Dataset records:
-- Opening Marker --
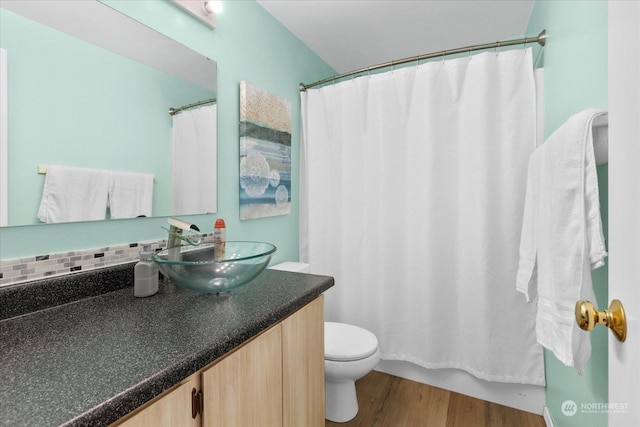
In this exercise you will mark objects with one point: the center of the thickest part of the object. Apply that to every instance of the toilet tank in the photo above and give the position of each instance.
(297, 267)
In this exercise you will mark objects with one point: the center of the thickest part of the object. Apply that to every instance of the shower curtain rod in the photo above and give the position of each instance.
(174, 111)
(540, 39)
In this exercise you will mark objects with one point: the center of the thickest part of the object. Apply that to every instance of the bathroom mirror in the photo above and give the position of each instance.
(87, 86)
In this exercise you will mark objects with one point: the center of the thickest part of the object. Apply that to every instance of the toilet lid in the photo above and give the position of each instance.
(347, 342)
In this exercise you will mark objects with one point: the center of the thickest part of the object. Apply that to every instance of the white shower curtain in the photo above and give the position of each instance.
(194, 161)
(412, 194)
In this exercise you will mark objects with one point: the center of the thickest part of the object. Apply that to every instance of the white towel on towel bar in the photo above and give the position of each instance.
(73, 194)
(130, 194)
(562, 237)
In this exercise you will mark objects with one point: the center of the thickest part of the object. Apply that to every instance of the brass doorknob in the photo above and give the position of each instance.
(588, 317)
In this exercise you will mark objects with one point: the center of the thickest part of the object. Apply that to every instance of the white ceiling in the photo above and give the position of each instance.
(353, 34)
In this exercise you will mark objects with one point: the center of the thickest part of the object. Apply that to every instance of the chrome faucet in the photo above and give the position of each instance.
(177, 227)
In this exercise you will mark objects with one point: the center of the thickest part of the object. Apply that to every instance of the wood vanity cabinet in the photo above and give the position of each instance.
(275, 379)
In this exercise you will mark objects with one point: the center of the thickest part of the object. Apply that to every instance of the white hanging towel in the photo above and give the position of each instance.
(73, 194)
(194, 161)
(130, 194)
(562, 237)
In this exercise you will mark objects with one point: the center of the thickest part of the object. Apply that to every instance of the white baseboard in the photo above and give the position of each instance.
(547, 417)
(524, 397)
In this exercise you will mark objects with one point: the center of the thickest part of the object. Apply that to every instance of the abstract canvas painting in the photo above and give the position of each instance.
(265, 153)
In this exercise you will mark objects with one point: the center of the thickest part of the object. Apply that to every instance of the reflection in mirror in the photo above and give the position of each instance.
(88, 87)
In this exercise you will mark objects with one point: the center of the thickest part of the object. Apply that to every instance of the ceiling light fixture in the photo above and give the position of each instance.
(203, 10)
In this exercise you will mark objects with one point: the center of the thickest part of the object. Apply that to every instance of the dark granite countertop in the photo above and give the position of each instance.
(92, 361)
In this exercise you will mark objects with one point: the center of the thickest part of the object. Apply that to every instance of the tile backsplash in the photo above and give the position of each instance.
(43, 266)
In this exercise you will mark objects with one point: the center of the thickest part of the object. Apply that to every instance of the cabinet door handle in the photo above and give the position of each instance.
(197, 403)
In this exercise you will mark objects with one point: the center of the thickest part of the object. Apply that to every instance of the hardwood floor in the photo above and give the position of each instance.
(388, 401)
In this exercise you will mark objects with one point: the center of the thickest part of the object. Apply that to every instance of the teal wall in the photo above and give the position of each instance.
(248, 44)
(76, 104)
(575, 78)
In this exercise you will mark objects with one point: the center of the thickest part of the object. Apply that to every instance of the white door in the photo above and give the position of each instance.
(624, 208)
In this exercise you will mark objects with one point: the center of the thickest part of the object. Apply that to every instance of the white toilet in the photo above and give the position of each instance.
(350, 353)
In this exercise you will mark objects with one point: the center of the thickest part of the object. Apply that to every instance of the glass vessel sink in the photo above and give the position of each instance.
(194, 267)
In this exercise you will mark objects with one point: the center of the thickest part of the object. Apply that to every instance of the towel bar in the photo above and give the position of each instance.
(42, 170)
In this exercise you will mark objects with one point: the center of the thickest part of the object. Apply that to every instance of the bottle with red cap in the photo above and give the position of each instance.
(219, 239)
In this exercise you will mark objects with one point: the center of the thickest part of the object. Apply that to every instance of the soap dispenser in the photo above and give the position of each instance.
(145, 274)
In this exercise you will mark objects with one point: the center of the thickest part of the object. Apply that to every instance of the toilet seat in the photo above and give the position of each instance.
(343, 343)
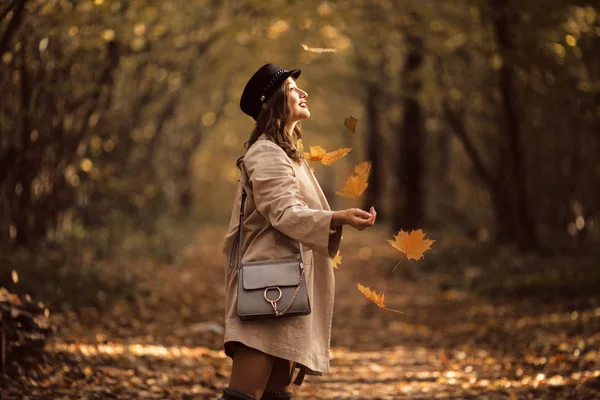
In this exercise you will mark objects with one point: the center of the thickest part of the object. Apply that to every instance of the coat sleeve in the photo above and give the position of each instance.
(278, 199)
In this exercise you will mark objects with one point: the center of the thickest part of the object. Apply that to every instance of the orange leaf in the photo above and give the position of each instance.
(299, 146)
(412, 244)
(377, 298)
(350, 123)
(317, 153)
(337, 260)
(317, 49)
(356, 184)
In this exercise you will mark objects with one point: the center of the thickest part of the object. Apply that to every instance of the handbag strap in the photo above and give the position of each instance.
(237, 244)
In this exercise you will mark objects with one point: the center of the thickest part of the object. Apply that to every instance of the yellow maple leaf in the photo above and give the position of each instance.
(317, 153)
(333, 156)
(337, 260)
(299, 146)
(377, 298)
(412, 244)
(357, 183)
(317, 49)
(350, 123)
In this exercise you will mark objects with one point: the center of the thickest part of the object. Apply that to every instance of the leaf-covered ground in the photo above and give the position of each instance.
(453, 343)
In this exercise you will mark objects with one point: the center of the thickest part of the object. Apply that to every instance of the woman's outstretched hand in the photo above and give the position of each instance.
(354, 217)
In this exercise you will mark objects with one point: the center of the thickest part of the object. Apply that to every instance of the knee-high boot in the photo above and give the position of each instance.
(232, 394)
(281, 395)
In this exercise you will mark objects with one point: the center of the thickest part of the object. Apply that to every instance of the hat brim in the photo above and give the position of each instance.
(295, 73)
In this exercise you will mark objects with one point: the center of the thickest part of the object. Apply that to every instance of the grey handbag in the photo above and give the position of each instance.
(271, 288)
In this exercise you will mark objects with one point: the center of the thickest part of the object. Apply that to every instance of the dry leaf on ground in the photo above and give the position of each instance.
(350, 123)
(317, 49)
(357, 183)
(412, 244)
(317, 153)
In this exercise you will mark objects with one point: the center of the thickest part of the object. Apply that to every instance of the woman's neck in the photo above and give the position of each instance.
(289, 128)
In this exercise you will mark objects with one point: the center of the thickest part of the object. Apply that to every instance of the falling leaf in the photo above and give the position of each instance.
(300, 146)
(350, 123)
(337, 260)
(333, 156)
(317, 49)
(317, 153)
(356, 184)
(377, 298)
(412, 244)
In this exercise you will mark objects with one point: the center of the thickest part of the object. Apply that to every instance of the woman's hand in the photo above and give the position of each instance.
(354, 217)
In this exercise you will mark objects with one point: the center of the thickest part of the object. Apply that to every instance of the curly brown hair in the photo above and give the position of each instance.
(272, 120)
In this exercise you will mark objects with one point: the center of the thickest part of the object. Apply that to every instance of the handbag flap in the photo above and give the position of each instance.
(271, 273)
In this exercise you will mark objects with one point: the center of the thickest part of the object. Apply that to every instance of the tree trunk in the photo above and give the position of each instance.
(374, 192)
(409, 211)
(511, 127)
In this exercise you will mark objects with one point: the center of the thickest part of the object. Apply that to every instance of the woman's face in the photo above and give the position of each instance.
(297, 102)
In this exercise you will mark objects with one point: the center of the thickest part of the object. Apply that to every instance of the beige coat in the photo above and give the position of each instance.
(285, 204)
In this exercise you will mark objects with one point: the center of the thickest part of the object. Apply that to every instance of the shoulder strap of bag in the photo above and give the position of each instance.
(237, 244)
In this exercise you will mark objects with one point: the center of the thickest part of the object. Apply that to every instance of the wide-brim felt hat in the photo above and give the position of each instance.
(262, 85)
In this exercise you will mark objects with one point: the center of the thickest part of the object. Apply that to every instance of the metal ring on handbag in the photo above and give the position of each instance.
(273, 302)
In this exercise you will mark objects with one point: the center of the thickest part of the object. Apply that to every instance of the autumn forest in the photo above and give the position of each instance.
(471, 126)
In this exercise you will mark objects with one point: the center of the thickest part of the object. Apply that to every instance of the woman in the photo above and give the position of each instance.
(285, 205)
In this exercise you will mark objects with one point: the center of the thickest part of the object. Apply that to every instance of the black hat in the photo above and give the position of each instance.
(263, 84)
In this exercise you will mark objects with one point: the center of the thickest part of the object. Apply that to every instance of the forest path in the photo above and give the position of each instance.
(450, 344)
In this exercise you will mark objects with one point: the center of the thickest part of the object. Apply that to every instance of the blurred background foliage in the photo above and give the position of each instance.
(120, 124)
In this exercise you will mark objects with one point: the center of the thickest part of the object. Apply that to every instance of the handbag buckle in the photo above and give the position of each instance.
(273, 301)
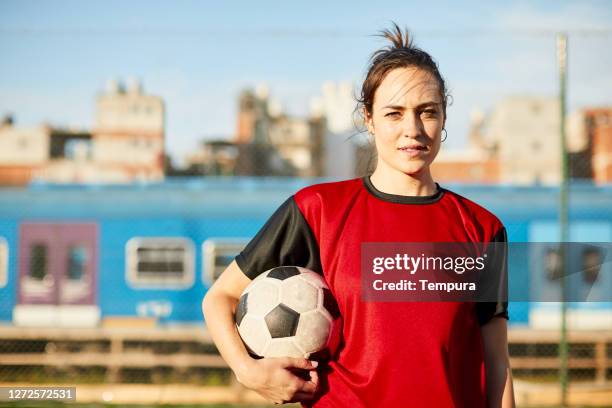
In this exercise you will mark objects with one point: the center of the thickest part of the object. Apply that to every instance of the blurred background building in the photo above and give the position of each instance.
(125, 145)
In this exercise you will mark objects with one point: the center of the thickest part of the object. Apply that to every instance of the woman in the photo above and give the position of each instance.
(394, 354)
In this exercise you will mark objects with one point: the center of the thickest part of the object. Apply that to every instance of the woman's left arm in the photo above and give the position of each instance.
(500, 391)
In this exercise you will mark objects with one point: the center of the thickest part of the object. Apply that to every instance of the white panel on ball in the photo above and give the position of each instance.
(255, 334)
(263, 297)
(313, 331)
(299, 294)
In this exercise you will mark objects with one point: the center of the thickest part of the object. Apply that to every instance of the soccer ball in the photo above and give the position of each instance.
(289, 311)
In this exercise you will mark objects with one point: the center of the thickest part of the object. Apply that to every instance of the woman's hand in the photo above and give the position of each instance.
(273, 379)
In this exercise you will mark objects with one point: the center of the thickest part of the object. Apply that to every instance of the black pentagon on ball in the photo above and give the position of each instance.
(283, 272)
(329, 302)
(241, 309)
(282, 321)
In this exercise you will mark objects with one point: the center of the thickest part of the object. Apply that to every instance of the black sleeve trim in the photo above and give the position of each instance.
(285, 240)
(496, 283)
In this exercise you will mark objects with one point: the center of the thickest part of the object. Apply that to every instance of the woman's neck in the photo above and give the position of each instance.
(398, 183)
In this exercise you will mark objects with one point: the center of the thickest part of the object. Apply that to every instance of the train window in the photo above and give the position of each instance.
(160, 262)
(552, 264)
(3, 262)
(77, 260)
(218, 253)
(38, 261)
(591, 263)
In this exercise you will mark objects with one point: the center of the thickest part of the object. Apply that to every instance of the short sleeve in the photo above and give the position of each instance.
(286, 239)
(493, 288)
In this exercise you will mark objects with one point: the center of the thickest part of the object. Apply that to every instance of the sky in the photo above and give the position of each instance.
(197, 55)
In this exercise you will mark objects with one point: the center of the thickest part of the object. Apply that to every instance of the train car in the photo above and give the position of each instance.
(88, 255)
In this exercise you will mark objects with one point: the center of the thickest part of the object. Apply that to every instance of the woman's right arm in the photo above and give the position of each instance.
(270, 377)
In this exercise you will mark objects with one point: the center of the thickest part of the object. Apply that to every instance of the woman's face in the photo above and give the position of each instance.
(407, 120)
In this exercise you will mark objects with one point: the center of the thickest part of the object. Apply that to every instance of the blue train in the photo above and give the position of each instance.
(83, 255)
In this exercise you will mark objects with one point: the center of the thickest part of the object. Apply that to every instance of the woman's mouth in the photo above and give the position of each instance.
(413, 150)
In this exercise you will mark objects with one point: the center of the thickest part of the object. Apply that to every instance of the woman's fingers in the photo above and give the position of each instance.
(302, 396)
(302, 363)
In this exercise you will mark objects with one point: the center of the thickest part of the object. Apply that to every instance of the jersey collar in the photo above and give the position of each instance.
(400, 199)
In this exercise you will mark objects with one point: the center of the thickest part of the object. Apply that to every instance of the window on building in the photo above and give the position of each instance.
(38, 261)
(77, 261)
(218, 253)
(3, 262)
(160, 262)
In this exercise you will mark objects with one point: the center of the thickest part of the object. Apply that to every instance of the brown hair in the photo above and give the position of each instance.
(400, 54)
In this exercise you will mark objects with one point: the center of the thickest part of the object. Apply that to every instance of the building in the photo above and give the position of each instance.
(126, 144)
(598, 129)
(128, 135)
(275, 143)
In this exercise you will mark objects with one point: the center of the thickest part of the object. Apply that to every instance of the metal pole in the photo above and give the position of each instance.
(563, 216)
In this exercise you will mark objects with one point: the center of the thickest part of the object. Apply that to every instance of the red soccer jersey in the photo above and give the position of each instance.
(393, 354)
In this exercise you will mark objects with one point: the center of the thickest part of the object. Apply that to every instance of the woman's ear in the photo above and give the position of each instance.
(368, 121)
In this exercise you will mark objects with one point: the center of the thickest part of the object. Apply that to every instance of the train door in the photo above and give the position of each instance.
(57, 275)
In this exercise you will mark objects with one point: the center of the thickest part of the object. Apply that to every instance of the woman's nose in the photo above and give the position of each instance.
(412, 125)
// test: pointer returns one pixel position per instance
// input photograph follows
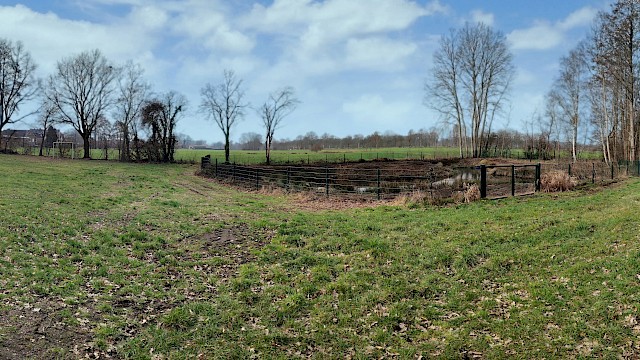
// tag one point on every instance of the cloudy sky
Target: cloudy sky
(358, 66)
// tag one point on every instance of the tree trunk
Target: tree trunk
(226, 148)
(86, 146)
(267, 149)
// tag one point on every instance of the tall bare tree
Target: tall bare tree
(443, 91)
(281, 103)
(82, 90)
(47, 116)
(17, 82)
(161, 116)
(224, 103)
(132, 91)
(471, 76)
(569, 93)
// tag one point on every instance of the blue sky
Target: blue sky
(358, 66)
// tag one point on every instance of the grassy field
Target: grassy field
(327, 155)
(152, 262)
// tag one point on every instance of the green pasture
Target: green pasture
(152, 262)
(245, 157)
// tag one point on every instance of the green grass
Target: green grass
(126, 249)
(326, 155)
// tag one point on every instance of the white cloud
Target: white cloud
(479, 16)
(207, 25)
(373, 109)
(50, 38)
(320, 24)
(541, 36)
(579, 18)
(378, 53)
(544, 35)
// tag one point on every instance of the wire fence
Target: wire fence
(389, 179)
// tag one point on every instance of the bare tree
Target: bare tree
(225, 105)
(471, 75)
(280, 104)
(132, 92)
(161, 116)
(82, 88)
(443, 91)
(17, 83)
(568, 93)
(47, 116)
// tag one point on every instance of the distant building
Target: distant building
(12, 138)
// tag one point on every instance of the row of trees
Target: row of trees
(471, 76)
(597, 85)
(84, 89)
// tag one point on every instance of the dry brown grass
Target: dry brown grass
(472, 193)
(555, 181)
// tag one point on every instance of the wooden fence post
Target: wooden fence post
(538, 175)
(483, 181)
(513, 180)
(378, 190)
(612, 171)
(326, 181)
(257, 179)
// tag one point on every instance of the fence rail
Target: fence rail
(432, 180)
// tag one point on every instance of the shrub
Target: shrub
(556, 181)
(472, 193)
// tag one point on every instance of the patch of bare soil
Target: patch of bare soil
(51, 329)
(38, 331)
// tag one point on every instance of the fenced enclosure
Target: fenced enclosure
(383, 180)
(379, 180)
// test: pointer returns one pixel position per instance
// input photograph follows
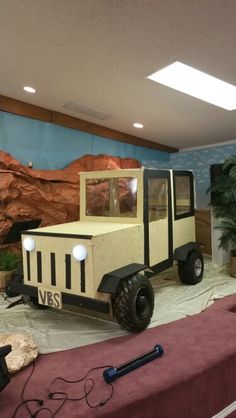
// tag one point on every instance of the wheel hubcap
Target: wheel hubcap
(141, 303)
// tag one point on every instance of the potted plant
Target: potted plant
(9, 262)
(223, 202)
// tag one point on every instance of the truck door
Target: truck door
(157, 219)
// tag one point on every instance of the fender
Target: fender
(111, 281)
(181, 253)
-- Closing Marker --
The lines above starting at the one that holds "of the building" and ending at the one that holds "the tall bare tree" are to be written out exactly, ends included, and no pictures are to be copied.

In this exercise you will mark objects with one point: the center of the thickest part of the object. Apply that to every instance of the building in the photo above and give the position of each instance.
(126, 144)
(598, 129)
(128, 135)
(275, 143)
In this exercise you will mark objects with one point: the center of the thickest part of the object. Apply that to every instance of the metal pole in the photo above and give the position of each instance.
(563, 216)
In this exercise you will mark objects with one point: the center of the thickest part of the object. Apply that to every instance of the red soccer jersey in the photo above and give the position of each instance.
(393, 354)
In this exercise you will mark objects with one point: the center of the thickest part of the object. Apply that to every instance of the woman's ear in the photo above and give the position of each instance.
(368, 121)
In this exercise you will mark objects with one point: the center of the thickest part of the object. Apply that to every instance of the train door in the photo above and give the position of each instance.
(57, 275)
In this exercise you will mark objects with one point: the center of the thickest part of the object. Apply that to every instance of the woman's nose in the photo above and give the position of each instance.
(412, 125)
// test: pointer returns one pixel position per instance
// input photograph follows
// tag one point on every instance of the cloudy sky
Target: cloudy sky
(358, 66)
// tag one point on every instance of the tree trunk
Target: tree trunk
(226, 148)
(86, 146)
(267, 149)
// tag one point on every instance of the tall bare tree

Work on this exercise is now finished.